Convert the entries below into a two-column CSV with the header row request,answer. Give one row per entry, holding its request text and its answer, each in a single quoted field with line breaks replaced by spaces, and leave out the pictures.

(Picture shape labeling entries)
■ ■ ■

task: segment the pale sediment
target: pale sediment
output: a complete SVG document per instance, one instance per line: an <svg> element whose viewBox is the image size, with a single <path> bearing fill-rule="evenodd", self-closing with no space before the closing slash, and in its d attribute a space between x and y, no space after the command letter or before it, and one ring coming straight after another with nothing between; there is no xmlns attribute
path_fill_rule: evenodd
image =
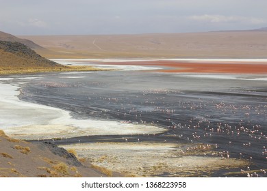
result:
<svg viewBox="0 0 267 191"><path fill-rule="evenodd" d="M220 169L248 165L246 160L184 152L184 144L173 143L94 143L62 145L75 149L78 158L93 164L136 177L212 176Z"/></svg>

■ ■ ■

Task answer —
request,answer
"task: segment the pale sediment target: pale sediment output: a complete SVG document per instance, one instance per line: an <svg> element whose viewBox is the image size, with a single <path> bearing fill-rule=""evenodd"", self-closing with no space before the closing slash, and in its d attribute a space between x and y, no space after the command letter or before it, and one ring coming straight after another with nothing between; there is no xmlns attribute path_fill_rule: evenodd image = result:","<svg viewBox=""0 0 267 191""><path fill-rule=""evenodd"" d=""M220 169L248 165L246 160L184 152L184 144L173 143L94 143L62 145L75 149L78 158L93 164L136 177L212 176Z""/></svg>"